Stored items from a collection:
☆ ☆ ☆ ☆

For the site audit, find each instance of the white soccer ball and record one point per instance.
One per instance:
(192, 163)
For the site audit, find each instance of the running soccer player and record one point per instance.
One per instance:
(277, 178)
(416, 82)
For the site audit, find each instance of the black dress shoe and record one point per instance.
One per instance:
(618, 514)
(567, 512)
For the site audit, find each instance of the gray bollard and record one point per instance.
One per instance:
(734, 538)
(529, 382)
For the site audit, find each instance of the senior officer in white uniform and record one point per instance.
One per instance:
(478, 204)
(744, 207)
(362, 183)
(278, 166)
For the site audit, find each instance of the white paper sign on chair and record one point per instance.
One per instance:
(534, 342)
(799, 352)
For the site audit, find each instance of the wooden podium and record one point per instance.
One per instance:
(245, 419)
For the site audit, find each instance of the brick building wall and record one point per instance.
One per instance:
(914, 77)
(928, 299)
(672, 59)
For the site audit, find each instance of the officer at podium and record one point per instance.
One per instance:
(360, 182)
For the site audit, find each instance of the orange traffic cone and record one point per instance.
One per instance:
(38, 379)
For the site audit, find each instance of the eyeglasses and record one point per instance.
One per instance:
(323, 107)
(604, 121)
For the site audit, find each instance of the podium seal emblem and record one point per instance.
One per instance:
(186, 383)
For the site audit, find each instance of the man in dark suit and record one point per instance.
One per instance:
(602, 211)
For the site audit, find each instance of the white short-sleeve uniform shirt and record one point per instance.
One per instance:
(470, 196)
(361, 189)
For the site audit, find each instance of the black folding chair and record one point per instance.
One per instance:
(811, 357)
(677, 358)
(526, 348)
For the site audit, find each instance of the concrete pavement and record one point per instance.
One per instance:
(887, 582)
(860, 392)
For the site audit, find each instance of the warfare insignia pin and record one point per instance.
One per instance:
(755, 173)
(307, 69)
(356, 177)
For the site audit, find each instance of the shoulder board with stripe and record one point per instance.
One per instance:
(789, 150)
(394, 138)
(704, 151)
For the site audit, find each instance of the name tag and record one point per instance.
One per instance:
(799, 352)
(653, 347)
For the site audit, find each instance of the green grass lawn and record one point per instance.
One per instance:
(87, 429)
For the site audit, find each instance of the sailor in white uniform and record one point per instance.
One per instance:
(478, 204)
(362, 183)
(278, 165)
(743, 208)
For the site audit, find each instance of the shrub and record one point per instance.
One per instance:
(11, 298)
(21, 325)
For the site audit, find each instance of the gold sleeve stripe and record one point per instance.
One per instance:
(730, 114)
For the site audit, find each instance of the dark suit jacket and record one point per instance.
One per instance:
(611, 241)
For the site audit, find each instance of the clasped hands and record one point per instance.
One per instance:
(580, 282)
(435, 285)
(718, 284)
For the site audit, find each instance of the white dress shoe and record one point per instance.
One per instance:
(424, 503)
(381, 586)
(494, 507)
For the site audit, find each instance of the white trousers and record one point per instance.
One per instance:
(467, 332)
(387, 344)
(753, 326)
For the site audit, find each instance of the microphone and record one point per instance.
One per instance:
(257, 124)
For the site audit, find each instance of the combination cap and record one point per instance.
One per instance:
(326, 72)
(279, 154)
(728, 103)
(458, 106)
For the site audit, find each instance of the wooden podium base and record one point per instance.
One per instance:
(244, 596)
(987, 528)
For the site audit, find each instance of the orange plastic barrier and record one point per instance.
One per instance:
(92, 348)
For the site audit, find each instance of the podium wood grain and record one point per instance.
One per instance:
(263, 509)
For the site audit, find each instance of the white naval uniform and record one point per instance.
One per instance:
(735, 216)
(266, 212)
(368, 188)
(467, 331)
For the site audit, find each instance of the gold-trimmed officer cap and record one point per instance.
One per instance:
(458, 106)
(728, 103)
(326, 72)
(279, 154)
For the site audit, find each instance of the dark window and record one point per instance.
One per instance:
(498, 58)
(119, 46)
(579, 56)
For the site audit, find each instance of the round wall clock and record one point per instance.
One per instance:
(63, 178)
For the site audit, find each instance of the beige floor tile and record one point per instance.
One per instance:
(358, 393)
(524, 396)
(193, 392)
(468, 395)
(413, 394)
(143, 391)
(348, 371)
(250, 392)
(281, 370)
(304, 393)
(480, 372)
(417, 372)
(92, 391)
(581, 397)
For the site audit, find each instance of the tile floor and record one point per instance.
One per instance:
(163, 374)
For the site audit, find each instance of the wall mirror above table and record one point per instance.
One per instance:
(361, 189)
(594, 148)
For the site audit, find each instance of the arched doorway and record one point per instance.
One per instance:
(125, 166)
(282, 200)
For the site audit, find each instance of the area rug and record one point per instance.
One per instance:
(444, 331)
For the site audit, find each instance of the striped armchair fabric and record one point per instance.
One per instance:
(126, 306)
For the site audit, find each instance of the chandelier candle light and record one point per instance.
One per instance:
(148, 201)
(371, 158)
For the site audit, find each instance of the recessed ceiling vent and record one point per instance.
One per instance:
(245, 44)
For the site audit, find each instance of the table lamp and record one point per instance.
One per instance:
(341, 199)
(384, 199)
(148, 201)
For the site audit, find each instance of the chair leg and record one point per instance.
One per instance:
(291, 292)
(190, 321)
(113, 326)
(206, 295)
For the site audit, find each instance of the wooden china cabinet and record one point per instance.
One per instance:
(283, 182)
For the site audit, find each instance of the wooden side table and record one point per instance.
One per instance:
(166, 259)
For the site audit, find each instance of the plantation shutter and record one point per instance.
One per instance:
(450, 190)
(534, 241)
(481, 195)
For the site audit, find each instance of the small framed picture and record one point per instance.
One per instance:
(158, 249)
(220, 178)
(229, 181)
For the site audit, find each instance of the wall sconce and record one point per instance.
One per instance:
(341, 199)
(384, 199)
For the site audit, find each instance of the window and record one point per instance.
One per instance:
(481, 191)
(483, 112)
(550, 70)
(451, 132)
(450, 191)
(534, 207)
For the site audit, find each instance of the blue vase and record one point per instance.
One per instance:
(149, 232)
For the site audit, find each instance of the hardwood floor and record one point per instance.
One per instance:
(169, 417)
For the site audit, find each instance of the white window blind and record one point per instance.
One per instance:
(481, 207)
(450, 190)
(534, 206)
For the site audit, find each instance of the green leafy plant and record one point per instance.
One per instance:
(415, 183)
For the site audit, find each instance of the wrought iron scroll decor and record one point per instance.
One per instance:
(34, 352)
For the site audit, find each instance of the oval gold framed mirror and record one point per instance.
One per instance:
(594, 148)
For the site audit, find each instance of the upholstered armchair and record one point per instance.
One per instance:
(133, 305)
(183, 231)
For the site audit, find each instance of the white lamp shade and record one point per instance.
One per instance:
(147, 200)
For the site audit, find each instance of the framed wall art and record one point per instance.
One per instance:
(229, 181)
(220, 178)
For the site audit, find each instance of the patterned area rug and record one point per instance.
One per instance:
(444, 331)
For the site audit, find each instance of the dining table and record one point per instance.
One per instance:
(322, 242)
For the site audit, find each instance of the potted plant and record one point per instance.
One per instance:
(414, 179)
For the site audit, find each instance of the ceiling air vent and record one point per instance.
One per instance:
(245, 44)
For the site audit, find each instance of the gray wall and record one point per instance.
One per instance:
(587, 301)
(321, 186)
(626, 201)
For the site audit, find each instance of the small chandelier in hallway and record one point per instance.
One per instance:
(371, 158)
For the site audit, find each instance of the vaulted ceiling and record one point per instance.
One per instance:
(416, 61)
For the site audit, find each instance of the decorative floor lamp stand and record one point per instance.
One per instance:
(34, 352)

☆ ☆ ☆ ☆

Would you give the entries back word for word?

For the site audit, find each instance of the white soccer ball and record one point per instance.
One per instance:
(192, 163)
For the site audit, find each instance of the running soccer player and record one point per instance.
One per instance:
(277, 178)
(416, 82)
For the site audit, find each instance of the black dress shoe and record one point per instance.
One per instance:
(618, 514)
(567, 512)
For the site audit, find each instance of the gray bollard and record one point per instance.
One per instance:
(734, 538)
(529, 382)
For the site audit, find each instance of the senior officer in white uniform and record one point per instance.
One per instance:
(478, 204)
(744, 207)
(362, 183)
(278, 166)
For the site audit, find each instance of the white paper sign on chair and record one point per instance.
One per instance:
(534, 342)
(799, 352)
For the site audit, find each instance of the wooden podium and record one point per instance.
One per instance:
(245, 419)
For the site audit, find each instance of the brick building wall and record one point per instance.
One per instance:
(914, 77)
(928, 299)
(672, 59)
For the site audit, find each instance of the officer at podium and record one point per instance.
One per instance:
(360, 182)
For the site audit, find each instance of the orange traffic cone and record one point per instance.
One per instance:
(38, 379)
For the site audit, find each instance of the eyeglasses and record one point per instance.
One per instance:
(323, 107)
(604, 121)
For the site audit, find each instance of the podium seal emblem and record one point per instance.
One per instance:
(186, 383)
For the site audit, find each instance of the man in dark suit and record one point per instance.
One per instance:
(602, 211)
For the site audit, find each instance of the white short-sleeve uniform shirt and record one point per instance.
One per instance:
(470, 196)
(361, 189)
For the site audit, find each instance of the black folding chair and record one point per instance.
One per instance:
(811, 357)
(677, 358)
(526, 348)
For the site audit, find each instance of the concrete pavement and record one point per instance.
One per instance:
(887, 582)
(860, 392)
For the site audit, find each instance of the warfare insignia pin and record one point per instance.
One per instance:
(755, 173)
(307, 69)
(356, 177)
For the site audit, find each instance of the shoulder board with stripe and record one point per instance.
One per instance:
(789, 150)
(394, 138)
(704, 151)
For the site audit, find each instance of the name tag and record one point per instance.
One per instance:
(799, 352)
(653, 347)
For the site audit, find each instance of the green grass lawn and record one point per instance.
One per instance:
(87, 429)
For the site audit, find each instance of the sailor in white uniform and record one point per instance.
One per instance:
(478, 204)
(362, 183)
(278, 165)
(743, 208)
For the site audit, find each instance of the shrub and record one point per instance.
One per instance:
(11, 298)
(21, 325)
For the site audit, find each instance of the gold sleeve stripe and record one point per instance.
One per instance:
(730, 114)
For the site audit, find each instance of the dark suit jacket and record one point per instance.
One per instance:
(611, 241)
For the site audit, find each instance of the clasped hands and record one point per instance.
One per instance:
(580, 282)
(435, 285)
(718, 284)
For the site audit, find each instance of the white dress shoe and record one point per instance.
One per instance:
(424, 503)
(381, 586)
(494, 507)
For the site audit, find each instance of the white trousers and record one point per instance.
One per instance:
(467, 332)
(387, 344)
(753, 326)
For the site audit, find each instance of the microphone and record one point per instance.
One per instance:
(257, 124)
For the site audit, find each instance of the combination cap and record one point per instance.
One per instance:
(326, 72)
(279, 154)
(728, 103)
(458, 106)
For the site audit, find each instance of the wooden podium base and record one point per instance.
One per instance:
(244, 596)
(987, 528)
For the site audit, find each instance of the orange plastic barrier and record one point per instance.
One per instance:
(92, 348)
For the site audit, find each instance of the podium wood grain and record one point per instance.
One per instance:
(263, 509)
For the site audit, find each instance of the white naval uniform and record one point per instance.
One per instance:
(735, 216)
(266, 212)
(368, 188)
(467, 331)
For the site audit, find each instance of the gold-trimmed officer cap and record one point per instance.
One per instance:
(458, 106)
(728, 103)
(326, 72)
(279, 154)
For the site audit, find each instance of the dark window and record one point per instance.
One per instance:
(498, 58)
(119, 46)
(579, 56)
For the site audit, find each instance of the round wall clock and record one point per instance.
One per instance:
(63, 178)
For the site audit, find each instance of the beige floor tile and record one point per instance.
One per instance:
(358, 393)
(524, 396)
(193, 392)
(468, 395)
(413, 394)
(143, 391)
(348, 371)
(250, 392)
(281, 370)
(304, 393)
(480, 372)
(417, 372)
(92, 391)
(581, 397)
For the site audit, find each instance of the tile floor and record one point per instance.
One per instance:
(163, 374)
For the site audit, find each instance of the wall mirror above table and record one point per instance.
One per instance:
(361, 189)
(594, 148)
For the site audit, find each instance of the arched doorway and record one point per instance.
One per instance:
(125, 166)
(282, 200)
For the site audit, find each instance of the area rug and record one point per instance.
One per instance:
(444, 331)
For the site audit, find each instance of the striped armchair fabric and record one point per instance.
One per instance:
(126, 306)
For the site audit, find each instance of the chandelier candle light and record one point per instance.
One per instance:
(148, 201)
(371, 158)
For the site audit, find each instance of the recessed ceiling vent and record one point per instance.
One per instance:
(245, 44)
For the site audit, find each instance of the table lamp and record one point per instance.
One per instance:
(341, 199)
(384, 199)
(148, 201)
For the site audit, find each instance of the chair leg and record one point per instance.
One per instance:
(291, 292)
(190, 321)
(113, 326)
(206, 295)
For the site audit, find each instance of the wooden china cabinet and record one point per instance.
One per instance:
(283, 182)
For the site audit, find each instance of the wooden side table and record one point per instance.
One per instance:
(166, 259)
For the site audit, find each instance of the plantation shutter and record one point per instance.
One per instance:
(450, 190)
(534, 241)
(481, 195)
For the site audit, find each instance of the small framed picture and record one point per instance.
One per instance:
(158, 249)
(220, 178)
(229, 181)
For the site audit, find each instance of the wall sconce and record one point per instance.
One per instance:
(341, 199)
(384, 199)
For the site audit, find each instance of the window and record one point per instance.
One per instance:
(481, 191)
(483, 112)
(550, 70)
(451, 132)
(450, 191)
(534, 207)
For the site audit, find each instance of the blue vase and record one point per instance.
One per instance:
(149, 232)
For the site audit, find each instance of the hardwood floor and record one point per instance.
One per instance:
(169, 417)
For the site audit, find each instance of the white window blind and record one point per instance.
One per instance:
(481, 207)
(450, 190)
(534, 206)
For the site audit, find each instance of the green leafy plant and record one point per instance.
One per instance:
(415, 183)
For the site audit, find each instance of the wrought iron scroll decor and record one point per instance.
One per instance:
(34, 352)
For the site audit, find each instance of the oval gold framed mirror and record one point per instance.
One per instance:
(594, 148)
For the site audit, find each instance of the upholstered armchair and record one point per instance.
One per instance:
(133, 305)
(183, 231)
For the site audit, find each instance of the white lamp shade and record one point per instance.
One per instance:
(147, 200)
For the site audit, find each instance of the framed wall art and record one point per instance.
One per instance:
(229, 181)
(220, 178)
For the site audit, find each instance of the patterned area rug and record one point per instance.
One per instance:
(444, 331)
For the site audit, find each instance of the dining table and record one point per instance.
One per instance:
(322, 242)
For the site audit, find each instance of the potted plant and record one point per instance.
One per instance:
(414, 179)
For the site audit, find each instance of the ceiling air vent and record one point per instance.
One per instance:
(245, 44)
For the site audit, find each instance of the gray wall and record one point per instance.
One per instance:
(587, 301)
(321, 186)
(626, 201)
For the site audit, find each instance of the small chandelier in hallway and record one point per instance.
One per instance:
(371, 158)
For the site audit, find each instance of the vaulted ceiling and record one point per instance.
One per instance:
(416, 61)
For the site audit, find each instance of the decorative floor lamp stand and record one point per instance.
One per instance:
(34, 352)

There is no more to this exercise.